SOURCE EXTRACT ::

-*-

1 – Kick off with a strong inciting incident
The competition nowadays to get a series made is so high, so the pace has to be quick. Audiences need to be hooked from the get-go, otherwise they’ll flick channel.
The inciting incident also needs to be enough to arouse the antagonist as well as the protagonist – because the protagonist needs obstacles. Many writers forget that the antagonist also needs to be roused by the inciting incident. They’re content to remind the audience every so often about the forces of evil, or antagonism, but lack a journey for that nemesis.
2 – Learn the difference between a want and a need.
I think of it like this: the protagonist’s want is conscious; their need is unconscious – although it eventually becomes evident.
The want is specific and is aroused by the inciting incident: so, for example, in Star Wars, Luke wants to join the rebel alliance, off the back of his uncle/aunt being killed by the Empire. This is a very idealistic farm-boy dream. Luke gets what he wants (the protagonist doesn’t always), but he also changes emotionally. His need is met, which is that he grows from boy to man, and learns to trust the force. In Aliens, Ripley’s conscious want is to kill the Alien, but her unconscious need is to prove that she can be a good mum.

-*-

GIVEN INFORMATION ::

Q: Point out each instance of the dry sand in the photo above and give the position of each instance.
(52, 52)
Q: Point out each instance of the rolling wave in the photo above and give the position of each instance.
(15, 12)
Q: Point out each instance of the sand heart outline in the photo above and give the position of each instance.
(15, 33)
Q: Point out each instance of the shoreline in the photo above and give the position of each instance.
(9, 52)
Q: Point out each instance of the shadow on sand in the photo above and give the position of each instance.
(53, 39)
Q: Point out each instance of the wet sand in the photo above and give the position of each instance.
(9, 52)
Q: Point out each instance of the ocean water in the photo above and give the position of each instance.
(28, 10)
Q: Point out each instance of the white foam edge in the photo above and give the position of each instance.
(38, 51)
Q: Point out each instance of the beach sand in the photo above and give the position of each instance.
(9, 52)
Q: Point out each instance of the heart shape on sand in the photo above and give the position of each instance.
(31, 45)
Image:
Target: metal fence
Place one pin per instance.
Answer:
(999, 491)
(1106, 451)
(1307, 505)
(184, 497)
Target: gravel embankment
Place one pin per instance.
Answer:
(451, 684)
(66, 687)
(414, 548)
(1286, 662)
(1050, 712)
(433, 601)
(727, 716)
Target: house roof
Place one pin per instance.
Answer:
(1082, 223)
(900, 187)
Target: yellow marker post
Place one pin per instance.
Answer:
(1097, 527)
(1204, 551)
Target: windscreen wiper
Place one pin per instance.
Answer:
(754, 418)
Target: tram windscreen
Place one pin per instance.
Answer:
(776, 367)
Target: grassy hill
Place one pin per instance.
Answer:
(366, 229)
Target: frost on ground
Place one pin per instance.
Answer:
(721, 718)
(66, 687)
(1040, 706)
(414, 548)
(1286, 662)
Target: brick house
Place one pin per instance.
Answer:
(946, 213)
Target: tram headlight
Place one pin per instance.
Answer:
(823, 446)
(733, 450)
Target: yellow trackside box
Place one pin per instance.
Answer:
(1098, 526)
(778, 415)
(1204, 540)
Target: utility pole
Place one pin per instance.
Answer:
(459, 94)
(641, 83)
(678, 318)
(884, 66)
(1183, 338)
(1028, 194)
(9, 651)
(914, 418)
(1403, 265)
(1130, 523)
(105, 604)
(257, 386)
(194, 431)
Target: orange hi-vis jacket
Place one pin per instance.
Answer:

-*-

WORK TO COMPLETE ::
Transcribe the screenwriting advice between "1 – Kick off" and "for that nemesis.", inclusive. You can set the listing aside.

ANSWER FOR THE TASK ::
1 – Kick off with a strong inciting incident
The competition nowadays to get a series made is so high, so the pace has to be quick. Audiences need to be hooked from the get-go, otherwise they’ll flick channel.
The inciting incident also needs to be enough to arouse the antagonist as well as the protagonist – because the protagonist needs obstacles. Many writers forget that the antagonist also needs to be roused by the inciting incident. They’re content to remind the audience every so often about the forces of evil, or antagonism, but lack a journey for that nemesis.